- Entries shown:
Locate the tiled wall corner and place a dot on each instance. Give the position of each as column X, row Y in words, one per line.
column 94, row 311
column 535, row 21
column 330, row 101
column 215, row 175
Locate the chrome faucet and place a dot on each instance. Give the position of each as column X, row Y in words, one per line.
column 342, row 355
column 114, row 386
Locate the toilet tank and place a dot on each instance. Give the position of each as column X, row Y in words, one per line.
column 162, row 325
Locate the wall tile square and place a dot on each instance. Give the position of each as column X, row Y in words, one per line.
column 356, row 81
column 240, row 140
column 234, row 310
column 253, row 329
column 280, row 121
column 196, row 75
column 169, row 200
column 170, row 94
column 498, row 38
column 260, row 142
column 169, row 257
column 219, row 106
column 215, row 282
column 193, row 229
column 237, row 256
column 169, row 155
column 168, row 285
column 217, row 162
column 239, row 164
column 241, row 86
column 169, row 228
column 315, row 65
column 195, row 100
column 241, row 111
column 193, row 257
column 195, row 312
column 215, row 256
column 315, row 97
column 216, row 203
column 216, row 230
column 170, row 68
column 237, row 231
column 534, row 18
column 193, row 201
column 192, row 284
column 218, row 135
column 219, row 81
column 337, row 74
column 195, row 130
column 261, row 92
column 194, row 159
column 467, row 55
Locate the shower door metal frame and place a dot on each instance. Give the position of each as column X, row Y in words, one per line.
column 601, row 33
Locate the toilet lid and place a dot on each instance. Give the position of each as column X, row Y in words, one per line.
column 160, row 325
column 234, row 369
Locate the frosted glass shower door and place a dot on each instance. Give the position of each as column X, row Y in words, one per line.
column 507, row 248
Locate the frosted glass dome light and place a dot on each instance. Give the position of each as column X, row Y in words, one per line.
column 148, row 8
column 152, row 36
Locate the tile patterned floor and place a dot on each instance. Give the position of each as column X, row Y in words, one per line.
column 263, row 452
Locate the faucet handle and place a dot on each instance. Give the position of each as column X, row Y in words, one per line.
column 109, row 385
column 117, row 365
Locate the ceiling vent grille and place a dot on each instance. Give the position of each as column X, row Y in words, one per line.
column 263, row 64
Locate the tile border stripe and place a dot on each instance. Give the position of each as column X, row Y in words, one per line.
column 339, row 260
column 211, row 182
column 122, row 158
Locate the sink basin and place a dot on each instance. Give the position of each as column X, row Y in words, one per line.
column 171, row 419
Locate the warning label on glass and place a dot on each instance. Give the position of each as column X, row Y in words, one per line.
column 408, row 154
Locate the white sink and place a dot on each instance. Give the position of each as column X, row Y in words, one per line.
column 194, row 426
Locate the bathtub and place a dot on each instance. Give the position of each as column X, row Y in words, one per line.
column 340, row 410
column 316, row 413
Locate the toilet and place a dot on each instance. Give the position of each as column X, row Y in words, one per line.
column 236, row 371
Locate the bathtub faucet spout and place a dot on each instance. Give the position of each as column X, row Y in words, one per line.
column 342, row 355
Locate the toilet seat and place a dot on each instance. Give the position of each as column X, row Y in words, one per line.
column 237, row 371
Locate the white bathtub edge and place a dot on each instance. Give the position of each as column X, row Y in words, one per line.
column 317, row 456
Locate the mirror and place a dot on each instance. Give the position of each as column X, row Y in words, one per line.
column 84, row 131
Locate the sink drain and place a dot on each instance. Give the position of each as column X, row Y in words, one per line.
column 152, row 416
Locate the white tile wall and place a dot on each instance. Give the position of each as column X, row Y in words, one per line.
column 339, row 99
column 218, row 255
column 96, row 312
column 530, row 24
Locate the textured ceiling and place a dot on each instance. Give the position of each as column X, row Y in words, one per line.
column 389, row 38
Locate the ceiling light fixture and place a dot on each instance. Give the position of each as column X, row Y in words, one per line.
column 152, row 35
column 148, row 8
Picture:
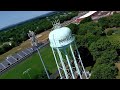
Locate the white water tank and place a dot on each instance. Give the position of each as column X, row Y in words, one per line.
column 61, row 37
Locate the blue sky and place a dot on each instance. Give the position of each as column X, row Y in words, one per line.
column 12, row 17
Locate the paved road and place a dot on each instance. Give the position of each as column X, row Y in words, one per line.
column 15, row 59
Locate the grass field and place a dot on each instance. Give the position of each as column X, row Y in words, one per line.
column 34, row 63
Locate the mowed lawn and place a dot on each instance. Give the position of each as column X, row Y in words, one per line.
column 34, row 63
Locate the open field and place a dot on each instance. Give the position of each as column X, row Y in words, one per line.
column 34, row 63
column 25, row 44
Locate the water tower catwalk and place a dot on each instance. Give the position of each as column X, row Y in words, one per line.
column 63, row 45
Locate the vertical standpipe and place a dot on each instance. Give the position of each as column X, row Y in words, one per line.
column 57, row 63
column 63, row 65
column 69, row 64
column 75, row 62
column 80, row 60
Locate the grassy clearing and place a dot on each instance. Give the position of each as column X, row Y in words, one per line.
column 34, row 63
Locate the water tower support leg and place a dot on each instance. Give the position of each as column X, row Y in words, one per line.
column 69, row 64
column 57, row 63
column 63, row 65
column 80, row 60
column 75, row 62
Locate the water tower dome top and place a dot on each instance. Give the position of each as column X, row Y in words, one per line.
column 60, row 37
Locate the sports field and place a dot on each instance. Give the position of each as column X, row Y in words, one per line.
column 34, row 63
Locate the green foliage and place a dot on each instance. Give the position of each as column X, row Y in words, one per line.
column 111, row 21
column 110, row 32
column 104, row 71
column 109, row 56
column 19, row 32
column 98, row 47
column 87, row 19
column 90, row 27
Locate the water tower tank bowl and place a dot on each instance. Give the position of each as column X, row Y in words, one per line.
column 61, row 37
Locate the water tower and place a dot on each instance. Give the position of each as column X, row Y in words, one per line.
column 34, row 44
column 62, row 42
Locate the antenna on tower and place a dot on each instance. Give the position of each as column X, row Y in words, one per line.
column 56, row 24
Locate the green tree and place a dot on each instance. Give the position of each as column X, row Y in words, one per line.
column 98, row 47
column 104, row 71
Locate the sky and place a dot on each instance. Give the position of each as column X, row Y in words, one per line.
column 12, row 17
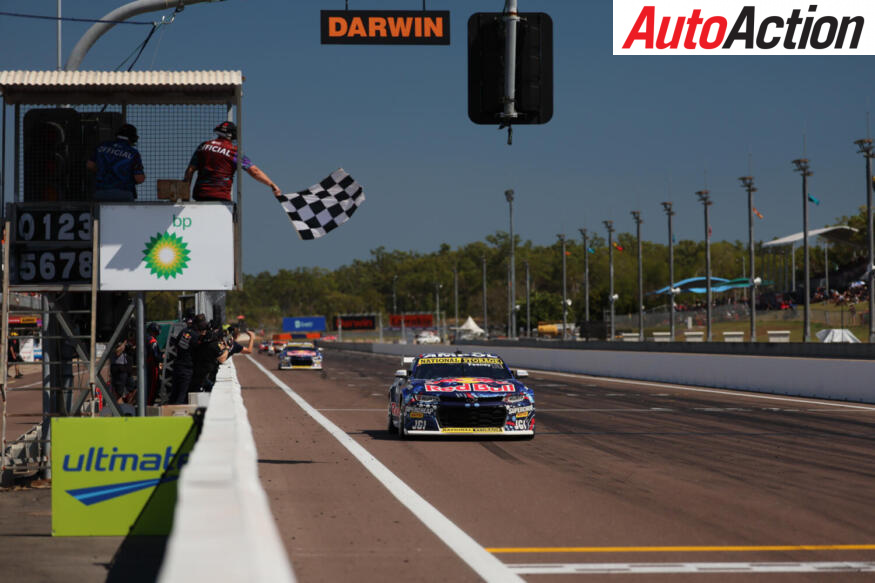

- Task directions:
Set down every entry word for word, but omit the pictures.

- Response:
Locate the tiled wall corner and place a dot on each instance. Give the position of each as column X, row Y in words, one per line.
column 94, row 311
column 535, row 21
column 330, row 101
column 215, row 175
Locate the chrome faucet and place a dot on each instance. Give the position of each as column X, row Y in words, one per line.
column 342, row 355
column 114, row 386
Locate the toilet tank and place a dot on each instance. Give the position of each as column X, row Y in words, one per line.
column 162, row 325
Locate the wall tile square and place a dot on each instance. Give the position of each as column X, row Y in words, one per line.
column 356, row 81
column 240, row 140
column 234, row 310
column 253, row 329
column 280, row 121
column 196, row 75
column 169, row 200
column 170, row 94
column 498, row 38
column 260, row 142
column 169, row 257
column 219, row 106
column 215, row 282
column 193, row 229
column 237, row 256
column 169, row 155
column 168, row 285
column 217, row 162
column 239, row 164
column 241, row 86
column 169, row 228
column 315, row 65
column 195, row 100
column 241, row 111
column 193, row 257
column 195, row 312
column 215, row 256
column 315, row 97
column 216, row 203
column 216, row 230
column 170, row 68
column 237, row 231
column 534, row 18
column 193, row 201
column 192, row 284
column 218, row 135
column 219, row 81
column 337, row 74
column 195, row 130
column 261, row 92
column 194, row 159
column 467, row 55
Locate the shower door metal frame and place a dot on each instance. Give the position of each as column X, row Y in words, one per line.
column 601, row 33
Locate the toilet lid and place a dot on each instance. Give the position of each as column X, row Y in words, one per line.
column 160, row 325
column 234, row 369
Locate the frosted glass shower door and place a dot on each instance. Give the position of each as column X, row Y in words, one per line.
column 507, row 248
Locate the frosted glass dome light and place a dot on each instance. Give the position of each as column X, row Y in words, one per line.
column 148, row 8
column 152, row 36
Locate the tile patterned floor and place a dot on each instance. Give the position of each as column X, row Y in words, one per line.
column 263, row 452
Locate the faucet handle and place a dot on each instance. Give the position of each as column X, row Y in words, one per line.
column 109, row 385
column 117, row 365
Locate the ceiling vent grille and place a dot on each instance. Give the position of each as column X, row Y in words, one per line.
column 263, row 64
Locate the tile border stripe and place a dot on each instance. Give the position of each as column X, row Y in words, one per line.
column 339, row 260
column 211, row 182
column 122, row 158
Locate the sink basin and place a dot on each instance. Give the position of each as column X, row Y in words, one per line.
column 171, row 419
Locate the warning label on glass and place a dot on each instance. Give the position of each as column X, row Y in words, one per line.
column 408, row 154
Locate the white sink and place a dot on each instance. Give the position of each as column X, row Y in words, one per line.
column 194, row 426
Locate the bathtub and place a dot on each instance. Give the position of each as column X, row Y in words, one per line.
column 340, row 410
column 316, row 413
Locate the toilet and place a dot on each instance. Give the position of each as column X, row Y in words, one per line.
column 236, row 371
Locate the bathtub faucet spout and place a dot on each instance. Give the position of each as column X, row Y in words, one per line.
column 342, row 355
Locate the toilet seat and place a dot on each instance. Give the position of each as column X, row Y in words, one per line.
column 237, row 371
Locate the white bathtub edge and place a dot on each instance. Give the position of each as column X, row Y in words, one per line.
column 317, row 456
Locate the mirror and place a dot on each instance. Give the position of each as column X, row Y in words, one per line.
column 84, row 131
Locate the sink drain and place a dot on each instance. Give the position of each as column X, row Y in words, one per line.
column 152, row 416
Locate the white tile wall and place a dot on each instance. Give the position of each as column X, row Y in words, one per line.
column 339, row 99
column 218, row 255
column 96, row 312
column 530, row 24
Locate the textured ceiling and place a dot on each instance. Give the position of each as column X, row Y in words, one per line.
column 389, row 38
Locate the ceiling light fixture and place a dot on each instance. Give the position of each as column X, row Y in words, one per line.
column 152, row 35
column 148, row 8
Picture:
Locate the white water tank and place a dot on each instance. Give the position of each as column X, row Y in words, one per line.
column 61, row 37
Locate the blue sky and place a dot on each instance. Give the position of each as column X, row Y in words, one per line.
column 12, row 17
Locate the paved road and place a dot on each instance. Give the position of each as column X, row Y in words, one per line.
column 15, row 59
Locate the grass field and place a dot on each instance. Give the position of each as column X, row Y in words, one per line.
column 34, row 63
Locate the mowed lawn and place a dot on each instance. Give the position of each as column X, row Y in words, one per line.
column 34, row 63
Locate the open field and place a dot on each instance. Give the position of each as column X, row Y in words, one per line.
column 34, row 63
column 25, row 44
Locate the water tower catwalk and place a dot on each instance. Give the position of each as column X, row Y in words, one per line.
column 63, row 45
Locate the vertical standpipe and place a dot on each instance. Give the position of each as column X, row Y in words, one per line.
column 57, row 63
column 63, row 65
column 69, row 64
column 75, row 62
column 80, row 60
Locate the grassy clearing and place a dot on each instance. Give the position of each as column X, row Y in words, one per line.
column 34, row 63
Locate the water tower support leg and place a dot on each instance. Give the position of each as column X, row Y in words, one per line.
column 69, row 64
column 57, row 63
column 63, row 65
column 80, row 60
column 75, row 62
Locate the water tower dome top and place a dot on each instance. Give the position of each as column X, row Y in words, one per line.
column 60, row 37
Locate the sports field and place a dot on each instance. Give the position of each as column X, row Y in words, one per line.
column 34, row 63
Locate the green foliage and place a dot on each instance. Give the position of each as column X, row Y in words, one per line.
column 111, row 21
column 110, row 32
column 104, row 71
column 109, row 56
column 19, row 32
column 98, row 47
column 87, row 19
column 90, row 27
Locate the water tower tank bowl and place a dot on each instance. Give the position of each as column X, row Y in words, one per line.
column 61, row 37
Locate the water tower and place a dot on each instance. Give the position of each as column X, row Y in words, one per line.
column 34, row 44
column 62, row 42
Locate the antenna on tower and place a dot on each instance. Give the position of each as column X, row Y in words, one per line.
column 56, row 24
Locate the green tree and place a dot on each instance. Give the position of each as column X, row Y in words, one per line.
column 98, row 47
column 104, row 71
Locate the sky and place a dot on each instance. Give the position of each as column X, row Y in words, one per line.
column 12, row 17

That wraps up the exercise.